本文
'''

東海道・品川宿を散策する (その2)

目黒川で仕切られた北品川宿と南品川宿の間に架けられた品川橋は,江戸時代には境橋とも呼ばれていた.橋の北側が北品川宿で,南側が南品川宿である.品川橋の北側には,東海七福神の1社として恵比須を祀る荏原神社 (1874年に品川貴船社を荏原神社に改称) が建っている[注1].南品川の鎮守とされるが,建っているのは北品川の地だ.なお,北品川宿の鎮守は大黒天を祀る品川神社で,品川神社は東京十社のひとつでもある[注2].

品川宿に寺院が多いのは人口が多いことと家康が寺院を保護したからだ[1].北品川には,入江長八の鏝絵が描かれている善福寺,品川小学校発祥の地でもある法禅寺などが旧東海道に沿って立ち並んでいる[注3].伊豆長八の漆喰彫刻 (鏝絵天鈿女命功績図) が残されている寄木神社は洲崎公園の向かいにある.

善福寺の鏝絵は寺の外壁に描かれたもので,一般公開されている.寄木神社の土蔵造の本殿の内扉に残された鏝絵は通常は非公開だが,境内にはその説明板が設置されている.品川小学校は1874年に法禅寺の私塾を引き継ぐ形で開かれ,その後,旧東海寺の跡地に移転し,2011年には城南中学校と統合して小中一貫校品川学園となった品川で初めて発足した公立小学校である[2].

利田神社には1798年に品川沖に迷い込んで浜に乗り上げ,捕獲された約16メートルの長さのセミクジラの頭部を埋葬した鯨塚が築かれている.その後,1853年にペリーが来航すると,御殿山などを崩して調達した土を埋め立ててお台場が築かれた.御殿山下台場跡は小学校の敷地となっているが,江戸時代に海を埋め立てた海岸沿いに建造されたものである.そこには品川沖の第二台場の西端に1870年に建てられた品川灯台 (日本で3番目の洋式灯台) のレプリカが置かれている.

'''

資料
'''

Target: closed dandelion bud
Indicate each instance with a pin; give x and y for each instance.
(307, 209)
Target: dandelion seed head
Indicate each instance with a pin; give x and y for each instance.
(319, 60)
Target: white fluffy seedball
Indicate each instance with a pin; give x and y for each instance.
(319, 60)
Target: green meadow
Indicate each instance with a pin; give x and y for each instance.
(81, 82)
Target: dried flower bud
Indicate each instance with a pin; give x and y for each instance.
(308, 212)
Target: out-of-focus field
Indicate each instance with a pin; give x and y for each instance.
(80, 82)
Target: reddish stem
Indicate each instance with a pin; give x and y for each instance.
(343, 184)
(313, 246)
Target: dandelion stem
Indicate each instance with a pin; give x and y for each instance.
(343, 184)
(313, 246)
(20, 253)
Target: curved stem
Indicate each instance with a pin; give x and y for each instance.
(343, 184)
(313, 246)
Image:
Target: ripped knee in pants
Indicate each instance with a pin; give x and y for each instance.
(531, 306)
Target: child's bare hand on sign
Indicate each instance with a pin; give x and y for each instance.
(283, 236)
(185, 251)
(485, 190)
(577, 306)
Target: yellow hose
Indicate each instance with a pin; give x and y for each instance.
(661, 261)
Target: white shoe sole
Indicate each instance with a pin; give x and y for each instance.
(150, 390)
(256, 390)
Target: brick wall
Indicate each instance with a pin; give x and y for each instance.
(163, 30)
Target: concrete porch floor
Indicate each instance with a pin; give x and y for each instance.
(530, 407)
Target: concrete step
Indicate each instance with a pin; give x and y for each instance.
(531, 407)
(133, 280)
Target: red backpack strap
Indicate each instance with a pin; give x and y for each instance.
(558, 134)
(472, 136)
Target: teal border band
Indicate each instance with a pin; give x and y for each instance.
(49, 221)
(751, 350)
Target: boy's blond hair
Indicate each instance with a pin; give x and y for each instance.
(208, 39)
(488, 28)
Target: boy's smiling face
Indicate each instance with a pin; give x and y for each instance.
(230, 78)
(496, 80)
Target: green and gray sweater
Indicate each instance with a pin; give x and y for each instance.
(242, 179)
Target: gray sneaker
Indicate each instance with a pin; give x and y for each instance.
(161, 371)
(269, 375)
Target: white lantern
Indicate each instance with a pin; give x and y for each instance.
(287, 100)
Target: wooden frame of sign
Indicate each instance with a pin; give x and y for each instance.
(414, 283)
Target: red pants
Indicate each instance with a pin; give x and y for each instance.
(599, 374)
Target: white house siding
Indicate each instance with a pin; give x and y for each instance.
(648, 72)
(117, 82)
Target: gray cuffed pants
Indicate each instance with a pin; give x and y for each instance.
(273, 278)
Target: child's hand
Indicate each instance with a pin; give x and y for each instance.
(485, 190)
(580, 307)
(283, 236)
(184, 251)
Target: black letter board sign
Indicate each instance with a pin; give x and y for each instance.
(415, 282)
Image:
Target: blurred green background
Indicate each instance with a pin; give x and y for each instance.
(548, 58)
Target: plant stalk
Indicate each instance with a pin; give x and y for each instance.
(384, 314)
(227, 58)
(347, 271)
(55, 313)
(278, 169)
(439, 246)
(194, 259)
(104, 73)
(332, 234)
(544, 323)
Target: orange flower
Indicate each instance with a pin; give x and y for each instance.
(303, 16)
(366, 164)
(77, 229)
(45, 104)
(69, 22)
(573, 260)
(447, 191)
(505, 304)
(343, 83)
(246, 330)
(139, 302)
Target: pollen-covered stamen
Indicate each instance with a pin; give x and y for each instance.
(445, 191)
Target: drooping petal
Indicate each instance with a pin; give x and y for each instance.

'''

課題
本文をもとに、次の問いに答えてください。
(a) 荏原神社は1874年に何という名称から改称されたか。
(b) 品川小学校は2011年に城南中学校と統合して何となったか。
(c) 利田神社の鯨塚に埋葬されたのは何か。

解答
(a) 品川貴船社
(b) 小中一貫校品川学園
(c) 1798年に品川沖で捕獲された、約16メートルの長さのセミクジラの頭部